Each entry below should be retyped exactly as given.

(Beginning of Records for this task)

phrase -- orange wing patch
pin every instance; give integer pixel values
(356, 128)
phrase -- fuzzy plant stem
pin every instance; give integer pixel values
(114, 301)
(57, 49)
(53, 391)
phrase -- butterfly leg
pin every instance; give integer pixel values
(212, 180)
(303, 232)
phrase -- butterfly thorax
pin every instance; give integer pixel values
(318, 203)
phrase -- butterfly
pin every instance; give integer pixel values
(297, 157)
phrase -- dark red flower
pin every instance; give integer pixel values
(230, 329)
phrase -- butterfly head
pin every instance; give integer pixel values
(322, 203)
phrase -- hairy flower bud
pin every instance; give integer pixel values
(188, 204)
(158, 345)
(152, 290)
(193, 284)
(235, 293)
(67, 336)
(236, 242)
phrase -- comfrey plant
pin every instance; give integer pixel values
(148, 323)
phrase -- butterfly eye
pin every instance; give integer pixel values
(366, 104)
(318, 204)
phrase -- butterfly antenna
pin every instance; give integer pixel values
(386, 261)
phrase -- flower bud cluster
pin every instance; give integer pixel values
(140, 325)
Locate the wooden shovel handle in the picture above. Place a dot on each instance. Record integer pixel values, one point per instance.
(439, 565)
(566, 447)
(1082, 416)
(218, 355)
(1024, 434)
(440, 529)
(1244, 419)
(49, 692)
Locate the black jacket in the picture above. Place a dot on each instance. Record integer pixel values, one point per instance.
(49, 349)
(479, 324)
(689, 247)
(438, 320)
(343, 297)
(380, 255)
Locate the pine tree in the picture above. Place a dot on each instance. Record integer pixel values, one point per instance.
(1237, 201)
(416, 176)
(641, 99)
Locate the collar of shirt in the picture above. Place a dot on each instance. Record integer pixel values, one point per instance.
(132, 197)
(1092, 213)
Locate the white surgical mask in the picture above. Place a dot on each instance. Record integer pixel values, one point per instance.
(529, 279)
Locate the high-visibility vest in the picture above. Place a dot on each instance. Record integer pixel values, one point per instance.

(End of Records for this task)

Answer space:
phrase -- orange wing patch
pin every instance; give integer pixel values
(356, 128)
phrase -- fuzzy plant stem
pin every instance; give integer pixel values
(114, 301)
(57, 49)
(53, 391)
phrase -- butterfly leg
pin every instance; give integer pixel values
(212, 180)
(303, 232)
phrase -- butterfly thorax
pin every instance; give integer pixel values
(318, 203)
phrase -- butterfly
pin every instance; give integer pixel values
(297, 157)
phrase -- dark red flower
pin every instance; give integer pixel values
(230, 329)
phrase -- butterfly head
pin every instance; give integer pixel values
(322, 203)
phrase -- hairy flower bud
pin every instance; give integer pixel values
(188, 204)
(158, 345)
(152, 290)
(193, 284)
(235, 293)
(67, 336)
(236, 242)
phrase -- comfrey plant
pin every instance; give integer pixel values
(148, 323)
phrase -- butterfly eye
pin every instance; give integer pixel values
(366, 104)
(318, 204)
phrase -- butterfly antenna
pin every instance; give integer pixel values
(386, 261)
phrase -- flower bud cluster
pin every instance; give integer pixel values
(140, 325)
Locate the wooden shovel handle in the picture above. Place a dot on each instance. Record integer pixel values, one point per instance.
(439, 565)
(566, 447)
(1082, 416)
(218, 355)
(1024, 434)
(440, 529)
(1244, 419)
(49, 692)
Locate the black jacket in the picture above. Place a dot on each instance. Record integer pixel values, one point per instance.
(49, 349)
(479, 324)
(689, 247)
(438, 320)
(343, 297)
(380, 255)
Locate the pine tree in the picture above. Place a dot on each instance. Record integer pixel values, one point per instance.
(1237, 201)
(416, 176)
(641, 99)
Locate the collar of shirt in the picture above. Place a dot on each instance. Record integer pixel values, one point per instance.
(132, 197)
(1092, 213)
Locate the white surgical mask in the picture above. Place a dot on each instance. Record integer pixel values, one point per instance.
(529, 279)
Locate the high-visibility vest in the picture above. Place a dot on each instance. Record integer pixel values, one point per instance.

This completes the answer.